Revise the part of the records that opens with the line containing "As a courtesy, could you identify the green leaf" and closes with the line containing "[672,101,831,261]" by changing "helmet facemask" to "helmet face mask" and keeping everything else the same. Return only those lines.

▶ [DATA LISTING]
────────────────────────────────────────

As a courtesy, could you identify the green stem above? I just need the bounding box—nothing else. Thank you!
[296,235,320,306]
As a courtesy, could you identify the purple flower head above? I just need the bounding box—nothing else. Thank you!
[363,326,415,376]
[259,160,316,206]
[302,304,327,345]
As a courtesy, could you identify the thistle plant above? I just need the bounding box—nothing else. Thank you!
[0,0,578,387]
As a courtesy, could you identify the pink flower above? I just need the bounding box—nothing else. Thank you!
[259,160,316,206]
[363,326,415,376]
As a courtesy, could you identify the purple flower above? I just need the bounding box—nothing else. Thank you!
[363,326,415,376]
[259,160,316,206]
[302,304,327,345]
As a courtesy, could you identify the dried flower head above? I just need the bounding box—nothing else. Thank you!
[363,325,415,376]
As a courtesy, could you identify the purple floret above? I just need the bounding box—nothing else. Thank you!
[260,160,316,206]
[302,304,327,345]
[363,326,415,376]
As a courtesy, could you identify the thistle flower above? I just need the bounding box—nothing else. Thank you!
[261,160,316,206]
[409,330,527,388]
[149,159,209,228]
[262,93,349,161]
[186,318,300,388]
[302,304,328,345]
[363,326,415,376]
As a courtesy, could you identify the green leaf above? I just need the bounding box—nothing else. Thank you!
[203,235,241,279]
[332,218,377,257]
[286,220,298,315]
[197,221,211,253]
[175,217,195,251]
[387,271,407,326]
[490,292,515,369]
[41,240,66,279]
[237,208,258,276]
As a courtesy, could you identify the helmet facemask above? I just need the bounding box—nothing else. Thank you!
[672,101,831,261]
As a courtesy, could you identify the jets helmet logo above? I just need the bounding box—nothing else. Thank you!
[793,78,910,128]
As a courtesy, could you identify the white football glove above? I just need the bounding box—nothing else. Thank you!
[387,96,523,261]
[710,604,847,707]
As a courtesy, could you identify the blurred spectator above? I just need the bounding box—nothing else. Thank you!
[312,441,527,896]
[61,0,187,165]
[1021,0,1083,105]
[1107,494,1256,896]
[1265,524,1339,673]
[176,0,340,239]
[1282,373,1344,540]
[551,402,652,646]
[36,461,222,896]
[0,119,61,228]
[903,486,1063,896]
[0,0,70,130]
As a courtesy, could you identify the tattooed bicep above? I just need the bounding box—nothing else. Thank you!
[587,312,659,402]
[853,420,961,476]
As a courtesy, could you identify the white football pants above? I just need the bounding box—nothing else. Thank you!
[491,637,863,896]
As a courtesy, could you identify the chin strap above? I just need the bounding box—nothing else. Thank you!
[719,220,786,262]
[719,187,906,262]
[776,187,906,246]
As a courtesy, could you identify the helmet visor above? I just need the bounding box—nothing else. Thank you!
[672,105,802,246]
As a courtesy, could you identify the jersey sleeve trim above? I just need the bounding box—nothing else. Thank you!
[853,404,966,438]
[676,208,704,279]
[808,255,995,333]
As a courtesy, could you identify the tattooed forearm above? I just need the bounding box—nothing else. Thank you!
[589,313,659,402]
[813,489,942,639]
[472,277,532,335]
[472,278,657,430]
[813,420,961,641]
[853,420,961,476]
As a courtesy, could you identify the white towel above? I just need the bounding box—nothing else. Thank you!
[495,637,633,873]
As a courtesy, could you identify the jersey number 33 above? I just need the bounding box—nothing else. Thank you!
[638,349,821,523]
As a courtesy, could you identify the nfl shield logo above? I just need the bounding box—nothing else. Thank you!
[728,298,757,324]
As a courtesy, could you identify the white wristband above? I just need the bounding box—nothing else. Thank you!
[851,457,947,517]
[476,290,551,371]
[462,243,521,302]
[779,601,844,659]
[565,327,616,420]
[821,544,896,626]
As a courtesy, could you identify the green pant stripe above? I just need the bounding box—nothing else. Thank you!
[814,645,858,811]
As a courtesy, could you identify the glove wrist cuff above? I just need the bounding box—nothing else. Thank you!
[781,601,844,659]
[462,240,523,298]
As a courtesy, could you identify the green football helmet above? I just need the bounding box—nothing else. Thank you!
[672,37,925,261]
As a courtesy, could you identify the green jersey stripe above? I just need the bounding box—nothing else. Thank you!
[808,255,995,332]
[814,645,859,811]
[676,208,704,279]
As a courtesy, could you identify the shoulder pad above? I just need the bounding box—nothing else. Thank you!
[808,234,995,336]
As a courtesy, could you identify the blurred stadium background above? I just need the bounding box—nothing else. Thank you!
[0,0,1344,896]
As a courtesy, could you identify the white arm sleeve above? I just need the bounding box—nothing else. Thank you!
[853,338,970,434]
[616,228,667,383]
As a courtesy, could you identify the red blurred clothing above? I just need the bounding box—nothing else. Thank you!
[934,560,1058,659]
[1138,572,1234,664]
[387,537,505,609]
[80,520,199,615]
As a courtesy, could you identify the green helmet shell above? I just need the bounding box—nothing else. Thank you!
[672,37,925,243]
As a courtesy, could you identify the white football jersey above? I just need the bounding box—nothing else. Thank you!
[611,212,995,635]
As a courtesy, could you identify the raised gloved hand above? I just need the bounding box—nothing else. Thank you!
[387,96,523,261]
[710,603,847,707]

────────────────────────────────────────

▶ [TASK RESULT]
As a courtesy, could you identify the green leaf above? I just need the bounding box—nothing else. Thank you!
[203,235,241,279]
[332,218,377,257]
[286,220,298,315]
[197,221,211,253]
[175,217,195,251]
[387,271,407,326]
[490,292,515,369]
[41,240,66,279]
[237,208,258,276]
As a courtesy, could you identify the helmet face mask above? I just need the bounding box—nothing else. Thank you!
[672,101,831,261]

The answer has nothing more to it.